- **PROMPT**
In the post on clipping parakeet wings, what do the males use their wings for during breeding?

- **TEXT PROVIDED**
Friday, September 16, 2011

WING CLIPPING: Question on Clipping Wings

QUESTION: "Someone has mentioned to me to clip their wings ... how do do feel about that?"

This question came in attached to my "Taming Parakeets" post. Thought I'd share the answer with everyone.

This isn't one of my birds. I've never
clipped their wings. This photo comes
from "Bourke's Parakeets" by
Doreen Haggard.
ANSWER: This depends more on a person's circumstances than on the bird's.

If there are cats or dogs in the house, I wouldn't clip them. If not, and you can't always retrieve the bird to put it back in its cage, then clipping might be appropriate. It doesn't hurt them if done correctly. Personally, I like to let my tame birds out to fly free, but they always go back into their cage for me. They consider it their home.

Most of my breeder pairs aren't finger tamed, but they're tame enough to come to the side of the cage and talk to me, nor do they go crazy when their cage is being cleaned. They like to fly in circles inside their long cage. It's healthy exercise that they shouldn't be deprived of. There would be no reason to clip their wings, plus the males use their wings for balance during breeding. So, if you plan to breed then don't clip their wings.

If you have a bird who isn't tame, and you want to work with them, then clipping can be an advantage. Their feathers eventually grow back, hopefully after the bird is now used to you and will sit on your finger or shoulder.

Birds that aren't tame are likely to still bite when caught, even if their wings are clipped.

- **PROVIDED DATA**
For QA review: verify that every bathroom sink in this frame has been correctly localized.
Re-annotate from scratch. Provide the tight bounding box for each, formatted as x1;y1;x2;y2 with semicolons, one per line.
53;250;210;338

- **EXERCISE ANSWER**
Balance.